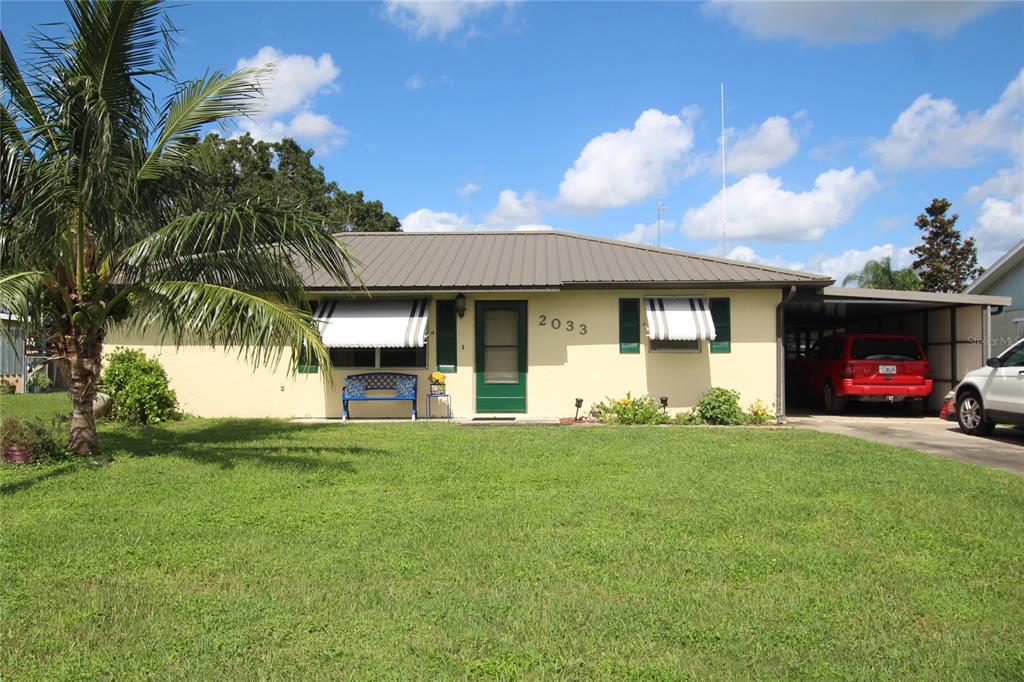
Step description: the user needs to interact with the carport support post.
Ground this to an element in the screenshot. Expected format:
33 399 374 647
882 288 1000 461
775 287 797 424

WHAT IS BEING ASKED -> Rescale the records by copying every line again except the pictures, multiplying each bounding-box coordinate in the answers by 1.45 and rounding to the nearest whole number, with halves rounded up. Leave every other number, including the sample coordinates in the records' wording, as it is.

TASK ANSWER ->
Step description: the user needs to interact with the carport support post.
Ground this to an element in the screenshot. Expected format:
33 399 374 647
882 288 1000 461
1124 416 1156 615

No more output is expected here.